DIRECTIONS FOR THIS TASK:
All of the data below should be repeated exactly. Pictures should not be included.

RECORDED INFORMATION section start

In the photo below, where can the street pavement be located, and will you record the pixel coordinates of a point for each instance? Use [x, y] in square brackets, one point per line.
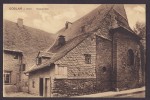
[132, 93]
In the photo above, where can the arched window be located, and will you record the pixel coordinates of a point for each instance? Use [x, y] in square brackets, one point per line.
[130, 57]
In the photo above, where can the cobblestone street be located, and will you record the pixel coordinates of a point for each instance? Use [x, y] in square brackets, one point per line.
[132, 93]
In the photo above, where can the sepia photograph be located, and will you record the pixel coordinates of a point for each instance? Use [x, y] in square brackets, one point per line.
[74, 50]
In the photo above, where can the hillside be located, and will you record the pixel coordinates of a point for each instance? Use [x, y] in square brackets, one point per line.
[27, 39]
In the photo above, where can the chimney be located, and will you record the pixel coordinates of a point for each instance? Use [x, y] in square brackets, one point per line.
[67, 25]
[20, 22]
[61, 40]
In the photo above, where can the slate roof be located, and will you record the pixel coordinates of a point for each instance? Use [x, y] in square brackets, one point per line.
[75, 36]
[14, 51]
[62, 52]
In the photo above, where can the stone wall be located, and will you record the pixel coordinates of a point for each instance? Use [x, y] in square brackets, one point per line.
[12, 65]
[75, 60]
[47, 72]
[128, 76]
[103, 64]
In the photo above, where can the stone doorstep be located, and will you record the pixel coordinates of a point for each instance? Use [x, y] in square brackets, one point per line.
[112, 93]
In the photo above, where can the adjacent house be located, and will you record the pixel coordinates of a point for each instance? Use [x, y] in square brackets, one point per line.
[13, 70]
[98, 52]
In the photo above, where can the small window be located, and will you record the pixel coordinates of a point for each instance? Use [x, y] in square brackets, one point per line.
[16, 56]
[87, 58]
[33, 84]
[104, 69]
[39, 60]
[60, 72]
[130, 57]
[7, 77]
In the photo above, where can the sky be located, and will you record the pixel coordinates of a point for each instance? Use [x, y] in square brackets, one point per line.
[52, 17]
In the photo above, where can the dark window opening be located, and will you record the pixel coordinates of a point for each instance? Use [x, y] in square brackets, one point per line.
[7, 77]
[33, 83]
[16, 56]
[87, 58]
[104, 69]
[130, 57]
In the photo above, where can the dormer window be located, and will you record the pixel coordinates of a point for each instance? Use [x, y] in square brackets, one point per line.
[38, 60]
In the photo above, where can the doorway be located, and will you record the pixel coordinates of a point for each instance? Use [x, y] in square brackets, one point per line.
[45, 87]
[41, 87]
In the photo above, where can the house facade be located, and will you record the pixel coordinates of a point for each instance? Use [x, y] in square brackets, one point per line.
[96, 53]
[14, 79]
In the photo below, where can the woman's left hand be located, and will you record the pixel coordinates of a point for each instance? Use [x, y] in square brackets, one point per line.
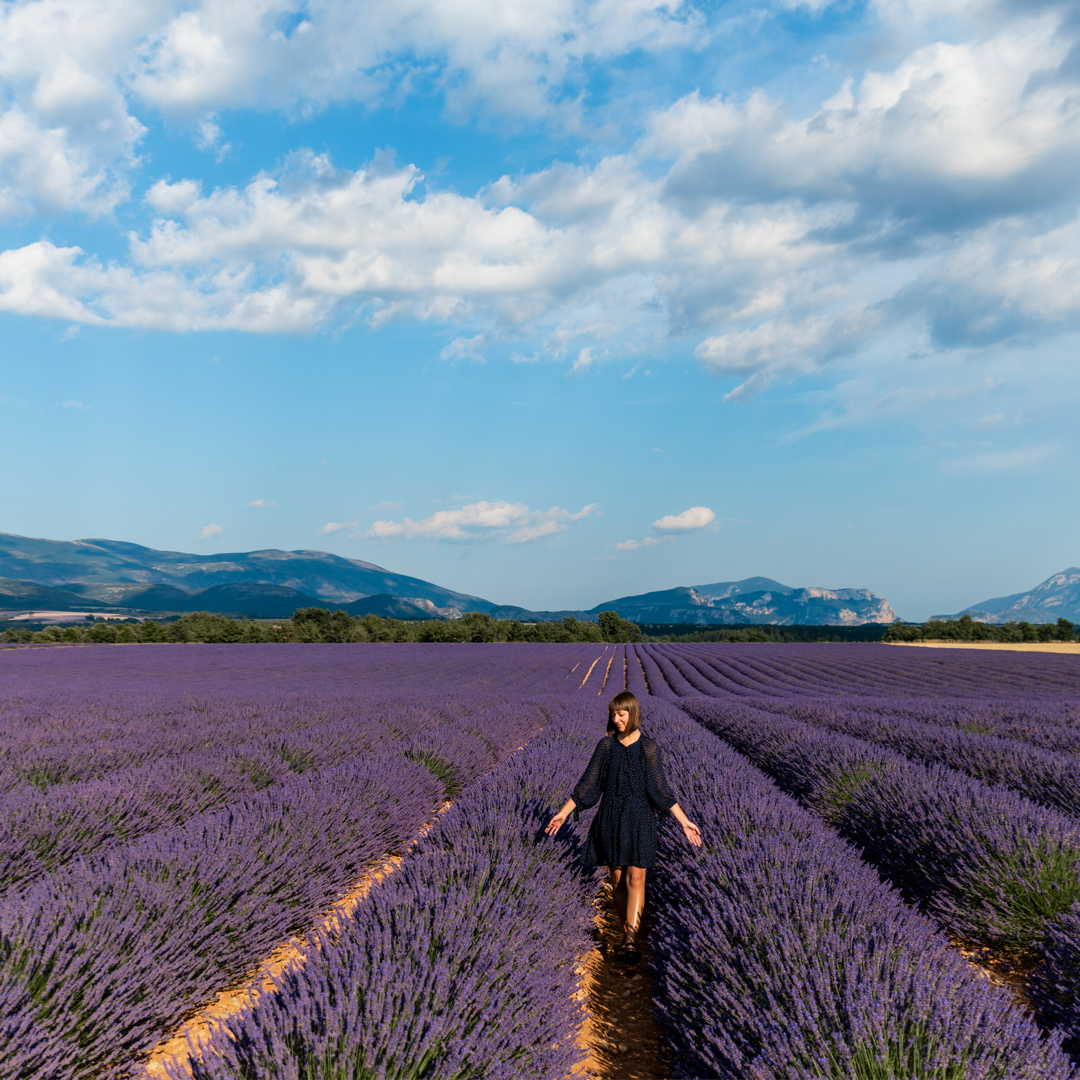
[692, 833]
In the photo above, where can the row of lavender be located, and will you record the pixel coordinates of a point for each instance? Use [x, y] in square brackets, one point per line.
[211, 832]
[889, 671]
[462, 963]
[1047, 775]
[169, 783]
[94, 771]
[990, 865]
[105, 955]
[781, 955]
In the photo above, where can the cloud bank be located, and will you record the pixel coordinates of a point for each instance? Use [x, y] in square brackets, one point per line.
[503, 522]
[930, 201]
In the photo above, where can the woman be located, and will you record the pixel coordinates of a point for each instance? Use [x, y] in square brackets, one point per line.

RECORDED INFORMATION section end

RESULT OF THIS TASK:
In the photo below, where can the street pavement be located, and will you record the pixel coordinates of a point for each instance? Use [x, y] in square brackets, one point per line.
[132, 93]
In the photo above, where can the arched window be located, and will you record the pixel coordinates of a point for each instance? Use [x, y] in square brackets, one point per line.
[130, 57]
In the photo above, where can the cobblestone street be located, and will you record the pixel coordinates of a point for each instance? Use [x, y] in square brackets, one point per line.
[132, 93]
In the photo above, where can the sepia photograph be located, and will you record the pixel coordinates of a point for each instance? Use [x, y] in square brackets, one point per line.
[74, 50]
In the photo above, where can the hillside be located, and will you record the pixel coordinates of a point for each instance? Use [x, y] in square brackets, one point per line.
[27, 39]
In the photo above, where can the chimney be located, and will you record the pixel coordinates of a point for each instance? Use [x, y] in square brackets, one point per line.
[67, 25]
[20, 22]
[61, 40]
In the photo above, where can the slate roof be located, and will you record the pixel coordinates of a point for each instance? Use [x, y] in square brackets, one point per line.
[75, 36]
[14, 51]
[62, 52]
In the photo above, where can the stone wall be located, and will you record the pixel coordinates of a point for each instance? Use [x, y] in square brackets, one point per line.
[12, 65]
[75, 60]
[47, 72]
[128, 76]
[103, 64]
In the photo above, where can the stone doorstep be located, and will you record the pixel coordinates of a point for each instance? Use [x, y] in square brackets, one point per line.
[112, 93]
In the photo above, where can the adjacent house be located, and will you record the pixel coordinates of a point for each instance? Use [x, y] in square brackets, one point per line.
[13, 70]
[98, 52]
In the photo above, where can the small window be located, and will you record the pixel coordinates of a point for each instance? Use [x, y] in square brackets, one point per line.
[16, 56]
[87, 58]
[33, 84]
[104, 69]
[39, 60]
[60, 72]
[130, 57]
[7, 77]
In the photo above, where can the sky be located, and will you record the pixel coordinates of a point for each instance? Use [x, y] in square brackets, one point per line.
[52, 17]
In the photo above, where can the dark window opening be located, and will you record the pixel coordinates of a point for each instance? Use [x, y] in square brackets, one point per line.
[7, 77]
[33, 83]
[16, 56]
[87, 58]
[104, 69]
[130, 57]
In the photo above, where can the dormer window be located, and will you record the pixel coordinates of a point for each instance? Use [x, y] in square brackets, one point per line.
[38, 60]
In the photo above, where can the doorway be located, and will you record the pixel coordinates of a point for each instance? Use [x, y] in square brackets, one point per line.
[45, 87]
[41, 87]
In the photo above, where can the house facade be located, and will you record the pixel coordinates of a point for each instance? Use [x, y] in square brackets, one point per line.
[96, 53]
[14, 79]
In the photo below, where can the woman's left hand be located, and will you record the pixel coordinates of a point for each instance? Use [x, y] in square brackets, one point per line.
[692, 833]
In the photo above, where can the row of lavender be located, and will you record the pixel coordinates of a point for each instance? Use [x, y] in square brackets, one point per line.
[211, 832]
[889, 671]
[462, 963]
[1047, 775]
[169, 783]
[94, 771]
[990, 865]
[105, 955]
[781, 955]
In the photo above, where can the cloud bank be located, and will you record the pixel coordinates of a point for each instance? Use [x, y] in square brackets, one point per line.
[503, 522]
[930, 201]
In the photo above, where can the woman be located, and will you record the pixel coordinates of a point for each instance? Use [x, y] in square brackets, one point per line.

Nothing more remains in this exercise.